··· 本文

ネイビーブルーに恋をして

バーキン片手に靖國神社

平成30年度陸上自衛隊総合火力演習

2018-08-27 | 自衛隊

今年も総火演の季節がやって来ました。

ただし、2018年8月26日日本時間現在、わたしはまだアメリカにおり、
今回は、遠く離れたアメリカで現地のライブを観ながら
エントリ制作をする、
という画期的なご報告をすることにします。

 

例年総火演の行われる8月下旬は帰国している時期なのですが、
今年は滞在のちょうど半ば頃にかかってしまうことになりました。

今回チケットがいただける話を頂いた時には、
途中で一度帰国して
総火演に参加後、もう一度とんぼ返りをする、
ということも真剣に考えていたのですが、そんな企みも
息子の大学のオリエンテーションと当日が重なってしまい砕け散りました。

しかもここだけの話ですが、春頃、某所から来賓扱いで
本番を観戦させていただくというお話をいただき、
お受けしておいてもしダメなら代理でもいいか、と聞いたところ、

「これはご招待なので本人でないと駄目です」

······

### 指示
上の総火演観戦をめぐる文章を、最後の一文の後から書き継いでください。

··· データ

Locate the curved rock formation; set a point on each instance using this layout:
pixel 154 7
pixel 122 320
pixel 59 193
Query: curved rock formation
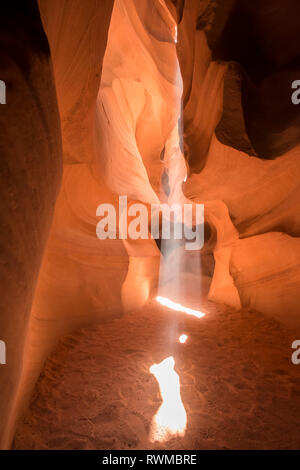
pixel 166 101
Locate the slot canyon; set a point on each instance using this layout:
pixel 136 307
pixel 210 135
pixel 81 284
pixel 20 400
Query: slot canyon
pixel 126 342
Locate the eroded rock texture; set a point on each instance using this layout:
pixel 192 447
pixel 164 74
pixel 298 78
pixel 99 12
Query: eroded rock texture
pixel 138 113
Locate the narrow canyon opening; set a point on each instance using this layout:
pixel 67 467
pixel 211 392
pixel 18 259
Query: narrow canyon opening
pixel 150 253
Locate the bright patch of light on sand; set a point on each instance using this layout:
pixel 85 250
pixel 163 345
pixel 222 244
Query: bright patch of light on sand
pixel 176 35
pixel 182 338
pixel 170 420
pixel 178 307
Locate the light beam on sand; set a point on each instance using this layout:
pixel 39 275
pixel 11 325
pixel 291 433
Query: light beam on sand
pixel 182 339
pixel 178 307
pixel 170 419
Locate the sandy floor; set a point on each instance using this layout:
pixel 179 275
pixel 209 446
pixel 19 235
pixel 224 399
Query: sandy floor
pixel 238 385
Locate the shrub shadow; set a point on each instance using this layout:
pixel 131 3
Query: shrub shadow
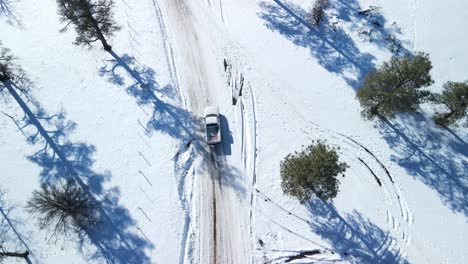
pixel 58 157
pixel 332 47
pixel 354 237
pixel 441 165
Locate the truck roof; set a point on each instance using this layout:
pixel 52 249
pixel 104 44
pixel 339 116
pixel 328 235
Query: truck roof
pixel 211 110
pixel 211 120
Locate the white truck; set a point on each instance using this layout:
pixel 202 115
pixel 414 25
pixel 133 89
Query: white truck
pixel 212 125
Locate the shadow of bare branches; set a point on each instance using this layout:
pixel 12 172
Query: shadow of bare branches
pixel 9 228
pixel 58 157
pixel 354 237
pixel 167 116
pixel 427 154
pixel 332 47
pixel 7 11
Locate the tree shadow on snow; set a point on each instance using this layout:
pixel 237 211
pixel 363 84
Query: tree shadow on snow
pixel 371 25
pixel 333 48
pixel 166 116
pixel 58 158
pixel 430 156
pixel 17 241
pixel 7 11
pixel 354 237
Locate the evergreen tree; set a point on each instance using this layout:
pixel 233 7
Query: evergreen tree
pixel 317 12
pixel 6 64
pixel 11 72
pixel 396 86
pixel 455 98
pixel 93 20
pixel 63 207
pixel 312 171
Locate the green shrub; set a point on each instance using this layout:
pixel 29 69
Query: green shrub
pixel 312 172
pixel 455 99
pixel 396 86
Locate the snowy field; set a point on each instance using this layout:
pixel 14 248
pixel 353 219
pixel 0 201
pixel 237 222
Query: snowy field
pixel 126 123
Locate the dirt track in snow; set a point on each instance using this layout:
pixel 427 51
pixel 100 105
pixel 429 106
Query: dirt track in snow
pixel 221 237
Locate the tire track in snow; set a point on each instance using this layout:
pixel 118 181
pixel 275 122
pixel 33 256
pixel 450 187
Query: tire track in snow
pixel 183 166
pixel 168 50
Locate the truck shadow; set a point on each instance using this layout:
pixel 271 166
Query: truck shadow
pixel 226 138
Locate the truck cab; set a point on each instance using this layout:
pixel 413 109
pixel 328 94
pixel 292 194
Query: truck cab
pixel 212 125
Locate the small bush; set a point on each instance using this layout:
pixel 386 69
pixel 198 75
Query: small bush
pixel 312 172
pixel 63 207
pixel 455 99
pixel 317 12
pixel 396 86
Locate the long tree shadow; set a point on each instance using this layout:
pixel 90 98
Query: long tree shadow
pixel 58 157
pixel 9 229
pixel 332 47
pixel 166 115
pixel 167 118
pixel 355 238
pixel 430 156
pixel 7 11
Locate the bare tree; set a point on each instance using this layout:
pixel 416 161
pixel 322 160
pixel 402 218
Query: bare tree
pixel 6 64
pixel 93 20
pixel 63 207
pixel 10 71
pixel 317 12
pixel 4 252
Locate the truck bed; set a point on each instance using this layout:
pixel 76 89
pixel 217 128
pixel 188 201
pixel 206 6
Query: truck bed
pixel 212 134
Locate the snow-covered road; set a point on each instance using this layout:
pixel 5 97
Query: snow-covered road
pixel 221 236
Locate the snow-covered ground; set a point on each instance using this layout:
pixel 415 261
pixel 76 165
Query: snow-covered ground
pixel 127 124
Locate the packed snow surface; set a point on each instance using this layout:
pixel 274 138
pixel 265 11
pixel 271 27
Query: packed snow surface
pixel 128 125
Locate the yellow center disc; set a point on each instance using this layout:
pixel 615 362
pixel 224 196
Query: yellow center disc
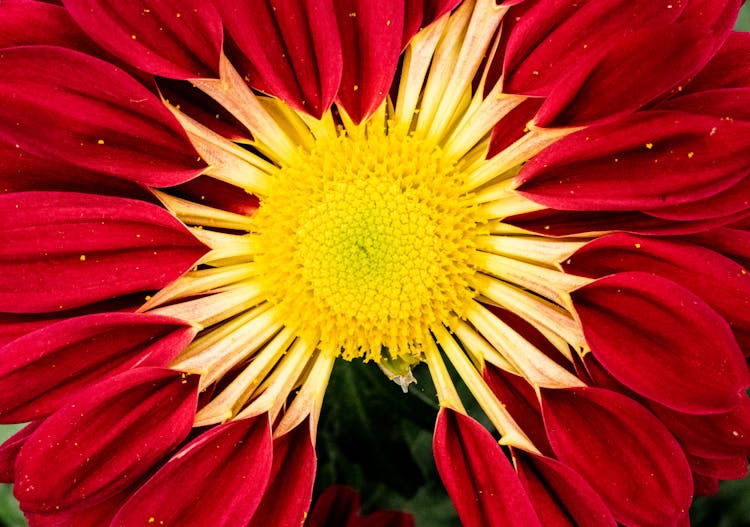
pixel 367 243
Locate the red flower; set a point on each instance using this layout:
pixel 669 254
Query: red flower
pixel 206 204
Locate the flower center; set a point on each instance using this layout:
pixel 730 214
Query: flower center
pixel 367 242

······

### 正解
と言われ断腸の思いで断念したという経緯がありました。

頂いたチケットも紫だったし、どうしてこんな年に限って・・・(涙)

 

しかし、その代わりと言ってはなんですが、いつも自衛隊イベント関係で
お世話になっているKさんが予行演習に参加し、
その時に撮った写真を送ってくださったのです。
というわけで、頂いた写真を見ながらお話していこうと思います。

これは今見ている画面のキャプチャ。

それにしても本番の富士演習場、激しく霧で曇っていますか?
体感的には暑くなくていいかもしれませんが、これじゃ見えないのでは・・。

 

さて、前段演習は、装備紹介です。
遠距離、中距離、近距離火力、ヘリ火力などを順番に紹介していきます。

特科火砲の実演は、155ミリ榴弾砲、FH70の入場に始まります。
この火砲を40キロ平方の島に一つ配置すると、島全体をカバーすることができるそうです。

この予行演習の時にはご覧のように裾野が欠けてしまいました。

そして今行われている現地の曳火射撃の結果・・・・
集中砲撃も、富士山も、な〜〜〜んにも見えません。

現地で観戦している人とリアルタイムで会話したところによると、

「全滅でした

何も見えなかったってことでよろしいか?

続いて迫撃砲部隊。
これは、実際に見るより射撃準備がわかりやすくていいですね。
81ミリ、120ミリ迫撃砲の砲撃合図を行なっていたのは女性でした。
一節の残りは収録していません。